**PROVIDED PASSAGE:**
------------
The storage of the transportation vessel may be, for example, a second plurality of storage pipes. The second plurality of storage pipes may correspond to the storage pipes provided at the offshore storage facility as described above, and optionally may be in accordance with any compatible optional feature thereof as also discussed above.

The step of transferring the carbon dioxide to the offshore storage facility may comprise transferring the carbon dioxide from the transportation vessel to the offshore storage facility. This may comprise use of offloading equipment (e.g. comprising conduits, pumps, compressors and the like), which may be configured to maintain the carbon dioxide as a liquid at ambient temperature conditions by maintaining the carbon dioxide at the necessary pressure.

The offshore storage facility may be considered as an intermediate storage facility and/or a buffer storage facility. That is, the offshore storage facility may act as a temporary store/ a buffer for a supply of carbon dioxide to the injection well, optionally after having been transferred to the offshore storage facility from a (the) transportation vessel.

The offshore storage facility may be a single, self-contained unit, e.g. a single, modular unit. The offshore storage facility may be self-contained, separate and separable from, e.g., the injection well, the optional hydrocarbon production system, the optional hydrocarbon facility, the optional transportation vessel etc.

The offshore storage facility may be an offshore floating storage facility. For example, the offshore storage facility may take the form of a floating platform, such as a spar platform, a tension leg platform, a semi-submersible platform, etc. The offshore storage facility may alternatively take the form of a spar buoy or a vessel (e.g. a tanker or a barge). The offshore storage facility may comprise a ship shaped hull, e.g. a modified ship hull.

Alternatively, the offshore storage facility may be a fixed offshore storage facility (i.e. not floating). For example, the offshore storage facility may take the form of a fixed platform, a jack-up platform, a jacketed platform, a gravity platform, etc. The storage pipes of the fixed offshore storage facility may be at, above, below, or partly above and partly below sea level.

The offshore storage facility may comprise a pump. The pump may be configured to pump the carbon dioxide out of the storage pipes and into the injection well. As such, the step of injecting the stored carbon dioxide into an injection well of the hydrocarbon production system may comprise pumping the carbon dioxide out of the storage pipes and into the injection well using the pump. The pump may additionally or alternatively be configured to pump carbon dioxide into the storage pipes. As such, prior to the step of storing carbon dioxide within the plurality of storage pipes at the offshore storage facility, the method may comprise pumping the carbon dioxide into the plurality of storage pipes.

The offshore storage facility may comprise a receiver. The receiver may be arranged to receive carbon dioxide transferred to the offshore storage facility, for example carbon dioxide transferred to the offshore storage facility from a (the) transportation vessel. Accordingly, the method may comprise receiving carbon dioxide transferred to the offshore storage facility at the receiver. The receiver may be arranged to supply carbon dioxide to the storage pipes for subsequent storage therein, optionally with the assistance of a (the) pump. Accordingly, the method may comprise supplying carbon dioxide to the storage pipes from the receiver. In embodiments where the carbon dioxide is in liquid form, the receiver may be arranged to ensure that only liquid carbon dioxide is supplied to the storage pipes.
------------
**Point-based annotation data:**

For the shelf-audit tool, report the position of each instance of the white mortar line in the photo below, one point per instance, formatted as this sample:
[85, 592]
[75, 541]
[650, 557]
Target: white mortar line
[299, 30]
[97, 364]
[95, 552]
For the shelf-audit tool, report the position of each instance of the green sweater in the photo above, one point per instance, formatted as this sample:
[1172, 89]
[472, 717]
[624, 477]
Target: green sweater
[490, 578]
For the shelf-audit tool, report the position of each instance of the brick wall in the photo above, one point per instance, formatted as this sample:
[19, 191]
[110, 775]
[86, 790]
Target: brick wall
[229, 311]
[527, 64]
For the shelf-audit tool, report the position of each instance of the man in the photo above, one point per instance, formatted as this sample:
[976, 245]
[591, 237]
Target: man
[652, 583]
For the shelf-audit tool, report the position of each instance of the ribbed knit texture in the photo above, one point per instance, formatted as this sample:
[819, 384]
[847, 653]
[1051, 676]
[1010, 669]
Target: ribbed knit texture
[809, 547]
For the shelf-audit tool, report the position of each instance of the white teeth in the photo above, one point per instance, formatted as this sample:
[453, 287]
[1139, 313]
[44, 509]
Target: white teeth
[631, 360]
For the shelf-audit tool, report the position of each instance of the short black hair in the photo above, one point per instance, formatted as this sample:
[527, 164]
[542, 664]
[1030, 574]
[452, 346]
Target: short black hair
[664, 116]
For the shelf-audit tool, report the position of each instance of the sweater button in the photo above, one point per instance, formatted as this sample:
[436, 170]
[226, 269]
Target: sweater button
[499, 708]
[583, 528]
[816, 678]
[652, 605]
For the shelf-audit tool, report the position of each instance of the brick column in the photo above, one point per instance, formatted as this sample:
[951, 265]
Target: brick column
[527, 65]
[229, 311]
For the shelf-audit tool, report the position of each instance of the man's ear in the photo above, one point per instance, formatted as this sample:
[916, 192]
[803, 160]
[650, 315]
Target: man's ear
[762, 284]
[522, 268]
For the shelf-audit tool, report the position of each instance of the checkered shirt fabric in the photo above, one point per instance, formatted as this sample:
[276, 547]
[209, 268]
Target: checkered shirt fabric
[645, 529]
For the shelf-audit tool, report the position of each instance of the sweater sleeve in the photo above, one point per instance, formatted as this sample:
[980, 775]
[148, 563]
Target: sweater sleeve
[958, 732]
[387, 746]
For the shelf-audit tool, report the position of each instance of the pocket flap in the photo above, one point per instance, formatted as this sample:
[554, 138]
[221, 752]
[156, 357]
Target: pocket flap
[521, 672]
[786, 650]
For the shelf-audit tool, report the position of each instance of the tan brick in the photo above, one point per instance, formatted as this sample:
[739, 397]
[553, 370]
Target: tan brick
------------
**PROBLEMS TO SOLVE:**
**A)** From the passage on offshore carbon dioxide storage, copy the wording that begins at the words "The offshore storage facility may be a single, self-contained" and stops after the words "modified ship hull.".
**B)** Translate into French this sentence from the passage on offshore carbon dioxide storage: "The offshore storage facility may be an offshore floating storage facility."
**C)** According to the passage on offshore carbon dioxide storage, what may the receiver be arranged to ensure when the carbon dioxide is in liquid form?

**WORKED ANSWERS:**
**A)**
The offshore storage facility may be a single, self-contained unit, e.g. a single, modular unit. The offshore storage facility may be self-contained, separate and separable from, e.g., the injection well, the optional hydrocarbon production system, the optional hydrocarbon facility, the optional transportation vessel etc.

The offshore storage facility may be an offshore floating storage facility. For example, the offshore storage facility may take the form of a floating platform, such as a spar platform, a tension leg platform, a semi-submersible platform, etc. The offshore storage facility may alternatively take the form of a spar buoy or a vessel (e.g. a tanker or a barge). The offshore storage facility may comprise a ship shaped hull, e.g. a modified ship hull.

**B)** L'installation de stockage en mer peut être une installation de stockage flottante en mer.

**C)** That only liquid carbon dioxide is supplied to the storage pipes.